▶ [SHORT TASK] Reproduce the data verbatim from the first line through the line containing "562,247,595,297", with both of those lines included.
----- DATA PROVIDED -----
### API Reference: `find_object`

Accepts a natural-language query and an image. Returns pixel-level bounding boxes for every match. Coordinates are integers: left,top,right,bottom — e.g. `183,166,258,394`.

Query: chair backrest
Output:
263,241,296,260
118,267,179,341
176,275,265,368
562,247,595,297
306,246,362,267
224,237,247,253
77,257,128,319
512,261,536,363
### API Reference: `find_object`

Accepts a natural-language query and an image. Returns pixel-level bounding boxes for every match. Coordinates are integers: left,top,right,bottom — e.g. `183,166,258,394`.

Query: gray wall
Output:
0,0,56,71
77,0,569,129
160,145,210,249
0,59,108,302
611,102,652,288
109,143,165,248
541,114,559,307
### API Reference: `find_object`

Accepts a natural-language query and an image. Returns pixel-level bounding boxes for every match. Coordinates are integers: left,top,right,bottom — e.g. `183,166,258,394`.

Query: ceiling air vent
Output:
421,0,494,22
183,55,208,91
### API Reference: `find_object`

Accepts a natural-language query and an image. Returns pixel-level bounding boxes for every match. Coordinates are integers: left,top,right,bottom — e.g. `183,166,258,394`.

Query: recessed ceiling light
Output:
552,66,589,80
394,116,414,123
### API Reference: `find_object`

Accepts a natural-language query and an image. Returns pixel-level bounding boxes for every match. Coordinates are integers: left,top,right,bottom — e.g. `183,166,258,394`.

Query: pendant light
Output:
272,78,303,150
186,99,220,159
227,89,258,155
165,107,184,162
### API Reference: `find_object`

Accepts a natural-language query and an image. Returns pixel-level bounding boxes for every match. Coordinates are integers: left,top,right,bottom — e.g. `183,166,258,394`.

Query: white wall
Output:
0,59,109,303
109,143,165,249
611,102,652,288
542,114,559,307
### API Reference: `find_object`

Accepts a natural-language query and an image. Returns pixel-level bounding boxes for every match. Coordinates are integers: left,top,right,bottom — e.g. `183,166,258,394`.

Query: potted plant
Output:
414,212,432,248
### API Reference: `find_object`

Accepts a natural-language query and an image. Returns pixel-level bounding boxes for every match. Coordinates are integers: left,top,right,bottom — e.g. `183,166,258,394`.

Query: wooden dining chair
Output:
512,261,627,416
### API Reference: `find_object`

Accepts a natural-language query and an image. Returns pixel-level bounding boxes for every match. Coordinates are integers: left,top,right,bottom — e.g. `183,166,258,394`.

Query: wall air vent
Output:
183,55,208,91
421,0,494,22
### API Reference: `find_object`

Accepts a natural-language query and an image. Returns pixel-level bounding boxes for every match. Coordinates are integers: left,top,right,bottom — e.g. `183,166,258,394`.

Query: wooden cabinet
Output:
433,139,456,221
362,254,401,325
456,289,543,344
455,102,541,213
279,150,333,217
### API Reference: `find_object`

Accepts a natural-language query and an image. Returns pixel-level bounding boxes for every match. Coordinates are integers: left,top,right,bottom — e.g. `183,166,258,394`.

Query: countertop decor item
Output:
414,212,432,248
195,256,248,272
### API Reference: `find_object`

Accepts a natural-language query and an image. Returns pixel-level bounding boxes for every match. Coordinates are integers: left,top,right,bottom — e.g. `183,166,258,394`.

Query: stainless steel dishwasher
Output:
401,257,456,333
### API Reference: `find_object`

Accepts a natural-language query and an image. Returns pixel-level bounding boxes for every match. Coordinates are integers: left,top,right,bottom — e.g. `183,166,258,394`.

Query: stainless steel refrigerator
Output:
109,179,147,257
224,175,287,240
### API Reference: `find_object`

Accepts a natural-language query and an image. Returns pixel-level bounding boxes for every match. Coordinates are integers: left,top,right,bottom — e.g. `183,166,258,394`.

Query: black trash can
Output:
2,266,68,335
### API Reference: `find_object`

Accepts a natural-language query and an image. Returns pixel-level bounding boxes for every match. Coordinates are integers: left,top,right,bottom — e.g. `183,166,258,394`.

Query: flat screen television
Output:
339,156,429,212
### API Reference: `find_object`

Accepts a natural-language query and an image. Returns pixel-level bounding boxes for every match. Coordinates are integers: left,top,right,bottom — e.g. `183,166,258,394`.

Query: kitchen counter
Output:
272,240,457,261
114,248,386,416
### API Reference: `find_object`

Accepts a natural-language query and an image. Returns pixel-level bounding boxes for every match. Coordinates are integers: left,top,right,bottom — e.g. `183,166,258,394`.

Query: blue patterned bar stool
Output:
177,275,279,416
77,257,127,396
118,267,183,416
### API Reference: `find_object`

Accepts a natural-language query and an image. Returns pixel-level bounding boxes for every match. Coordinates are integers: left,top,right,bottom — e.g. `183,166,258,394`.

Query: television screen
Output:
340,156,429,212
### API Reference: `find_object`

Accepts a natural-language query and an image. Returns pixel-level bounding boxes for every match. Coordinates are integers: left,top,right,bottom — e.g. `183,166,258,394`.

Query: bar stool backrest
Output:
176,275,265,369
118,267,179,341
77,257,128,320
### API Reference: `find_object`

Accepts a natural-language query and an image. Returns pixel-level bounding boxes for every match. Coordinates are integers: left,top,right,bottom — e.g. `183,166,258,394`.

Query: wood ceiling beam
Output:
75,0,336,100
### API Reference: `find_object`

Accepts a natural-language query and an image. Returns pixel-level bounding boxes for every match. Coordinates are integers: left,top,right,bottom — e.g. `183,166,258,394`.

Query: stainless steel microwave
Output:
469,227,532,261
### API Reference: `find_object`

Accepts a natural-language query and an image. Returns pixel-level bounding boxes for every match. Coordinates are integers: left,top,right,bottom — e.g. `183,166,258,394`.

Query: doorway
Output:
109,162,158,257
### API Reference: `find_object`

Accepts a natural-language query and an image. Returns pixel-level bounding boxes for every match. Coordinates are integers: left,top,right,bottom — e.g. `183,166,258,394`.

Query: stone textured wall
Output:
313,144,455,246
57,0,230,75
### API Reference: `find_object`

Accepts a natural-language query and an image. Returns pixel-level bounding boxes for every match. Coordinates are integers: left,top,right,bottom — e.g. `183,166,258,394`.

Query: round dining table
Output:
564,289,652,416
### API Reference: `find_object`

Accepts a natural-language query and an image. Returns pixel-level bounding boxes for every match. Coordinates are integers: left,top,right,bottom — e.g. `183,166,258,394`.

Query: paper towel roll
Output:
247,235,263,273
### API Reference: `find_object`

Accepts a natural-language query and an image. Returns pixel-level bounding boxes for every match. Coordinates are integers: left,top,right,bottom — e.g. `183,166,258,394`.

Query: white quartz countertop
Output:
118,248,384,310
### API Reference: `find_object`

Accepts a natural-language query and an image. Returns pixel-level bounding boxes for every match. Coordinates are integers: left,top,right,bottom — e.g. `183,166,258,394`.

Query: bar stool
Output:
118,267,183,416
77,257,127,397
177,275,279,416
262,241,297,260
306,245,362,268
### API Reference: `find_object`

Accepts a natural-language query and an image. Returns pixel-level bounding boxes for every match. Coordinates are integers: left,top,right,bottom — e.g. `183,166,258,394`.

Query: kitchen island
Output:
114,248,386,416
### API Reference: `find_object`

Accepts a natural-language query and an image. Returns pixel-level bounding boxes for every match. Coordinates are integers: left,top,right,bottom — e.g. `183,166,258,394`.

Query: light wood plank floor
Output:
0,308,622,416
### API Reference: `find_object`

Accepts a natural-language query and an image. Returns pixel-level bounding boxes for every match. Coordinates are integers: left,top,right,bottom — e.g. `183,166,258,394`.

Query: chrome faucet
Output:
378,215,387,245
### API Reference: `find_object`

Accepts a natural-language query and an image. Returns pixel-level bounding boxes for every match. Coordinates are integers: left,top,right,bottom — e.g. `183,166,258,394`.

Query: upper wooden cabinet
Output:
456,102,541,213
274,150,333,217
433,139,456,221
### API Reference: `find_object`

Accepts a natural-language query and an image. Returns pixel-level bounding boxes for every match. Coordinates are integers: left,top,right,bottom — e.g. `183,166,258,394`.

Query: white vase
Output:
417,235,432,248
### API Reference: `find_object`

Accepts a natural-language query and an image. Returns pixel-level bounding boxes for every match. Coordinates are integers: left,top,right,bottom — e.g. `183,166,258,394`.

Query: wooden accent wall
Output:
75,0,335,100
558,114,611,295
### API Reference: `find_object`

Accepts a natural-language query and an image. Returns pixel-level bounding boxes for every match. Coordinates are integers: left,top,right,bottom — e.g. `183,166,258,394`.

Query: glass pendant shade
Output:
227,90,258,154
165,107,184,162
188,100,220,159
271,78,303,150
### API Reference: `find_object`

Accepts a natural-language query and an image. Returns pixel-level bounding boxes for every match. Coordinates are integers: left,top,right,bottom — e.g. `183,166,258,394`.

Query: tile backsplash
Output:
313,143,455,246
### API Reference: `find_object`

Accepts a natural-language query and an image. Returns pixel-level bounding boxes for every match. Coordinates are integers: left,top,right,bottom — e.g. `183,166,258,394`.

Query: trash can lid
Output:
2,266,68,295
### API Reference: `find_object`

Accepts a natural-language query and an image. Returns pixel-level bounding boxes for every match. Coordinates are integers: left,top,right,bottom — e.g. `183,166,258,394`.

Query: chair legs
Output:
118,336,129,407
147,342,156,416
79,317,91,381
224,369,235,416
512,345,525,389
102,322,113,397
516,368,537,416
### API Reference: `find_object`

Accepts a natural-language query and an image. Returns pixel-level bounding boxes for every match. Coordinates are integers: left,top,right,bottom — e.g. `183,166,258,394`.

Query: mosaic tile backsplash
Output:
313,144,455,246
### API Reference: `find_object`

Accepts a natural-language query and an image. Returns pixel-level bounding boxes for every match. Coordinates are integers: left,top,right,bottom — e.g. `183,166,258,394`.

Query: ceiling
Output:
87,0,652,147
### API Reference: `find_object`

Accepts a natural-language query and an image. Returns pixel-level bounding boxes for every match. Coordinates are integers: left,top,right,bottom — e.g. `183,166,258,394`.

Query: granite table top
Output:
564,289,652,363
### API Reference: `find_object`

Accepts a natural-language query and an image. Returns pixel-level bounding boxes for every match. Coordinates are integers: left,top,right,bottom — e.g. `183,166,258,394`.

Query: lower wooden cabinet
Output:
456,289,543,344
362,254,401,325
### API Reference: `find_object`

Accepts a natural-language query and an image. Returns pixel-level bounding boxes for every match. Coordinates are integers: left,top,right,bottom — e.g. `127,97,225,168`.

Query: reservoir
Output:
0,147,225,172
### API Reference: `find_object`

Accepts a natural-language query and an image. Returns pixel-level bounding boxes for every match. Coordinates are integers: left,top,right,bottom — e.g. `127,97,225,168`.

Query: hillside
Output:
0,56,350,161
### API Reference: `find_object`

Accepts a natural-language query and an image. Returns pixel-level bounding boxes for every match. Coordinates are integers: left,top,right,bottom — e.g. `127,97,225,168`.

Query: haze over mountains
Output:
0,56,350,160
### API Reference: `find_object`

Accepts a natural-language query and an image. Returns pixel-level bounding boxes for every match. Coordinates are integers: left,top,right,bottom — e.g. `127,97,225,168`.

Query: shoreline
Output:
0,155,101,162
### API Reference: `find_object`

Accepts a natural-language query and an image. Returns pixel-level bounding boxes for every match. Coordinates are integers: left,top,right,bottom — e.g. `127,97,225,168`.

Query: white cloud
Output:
-----
▶ [OUTPUT OF THE TASK]
### API Reference: `find_object`

Accepts a natural-language query and an image. Returns pixel-level bounding boxes for every match. Coordinates are integers: left,top,right,bottom — e.g. `183,166,258,394`.

Query: chair backrest
Output:
263,241,296,260
118,267,179,341
176,275,265,368
562,247,595,297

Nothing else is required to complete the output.